◆ ENUNCIADO 1 ◆
Resume em duas frases o texto abaixo sobre La Spinalba e o seu autor.

◆ TEXTO FORNECIDO ◆
----

La Spinalba é uma das poucas óperas de autor português que vão sendo produzidas internacionalmente, factor importante se atendermos à dificuldade que existe em introduzir uma ópera no grande repertório estabelecido. A partitura foi editada nos anos 60 pela Fundação Gulbenkian e a obra encontra--se gravada em disco.
o autor. Muito pouco se sabe sobre a vida de Francisco António de Almeida, mas a (parte da sua) obra que chegou até nós permite afirmar que se trata do único compositor que pode ser equiparado à grandeza de Carlos Seixas, de quem aliás foi exacto contemporâneo. Terá nascido por volta de 1702, esteve activo criativamente entre 1722 e 1752 e terá com grande margem de certeza perecido em consequência do terramoto de 1755.

----

◆ ENUNCIADO 2 ◆
Transcreve de novo, sem qualquer alteração, todas as linhas dos registos abaixo.

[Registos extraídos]
----

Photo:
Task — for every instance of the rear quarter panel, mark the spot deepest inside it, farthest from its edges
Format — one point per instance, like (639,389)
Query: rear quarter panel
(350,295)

----

◆ RESOLUÇÃO COMPLETA 1 ◆
La Spinalba é uma das poucas óperas de autor português produzidas internacionalmente, tendo a partitura sido editada nos anos 60 pela Fundação Gulbenkian e a obra gravada em disco. Sobre o seu autor, Francisco António de Almeida, sabe-se muito pouco, mas a obra que chegou até nós equipara-o à grandeza de Carlos Seixas, seu contemporâneo, e terá nascido por volta de 1702, estado ativo entre 1722 e 1752 e perecido em consequência do terramoto de 1755.

◆ RESOLUÇÃO COMPLETA 2 ◆
Photo:
Task — for every instance of the rear quarter panel, mark the spot deepest inside it, farthest from its edges
Format — one point per instance, like (639,389)
Query: rear quarter panel
(350,295)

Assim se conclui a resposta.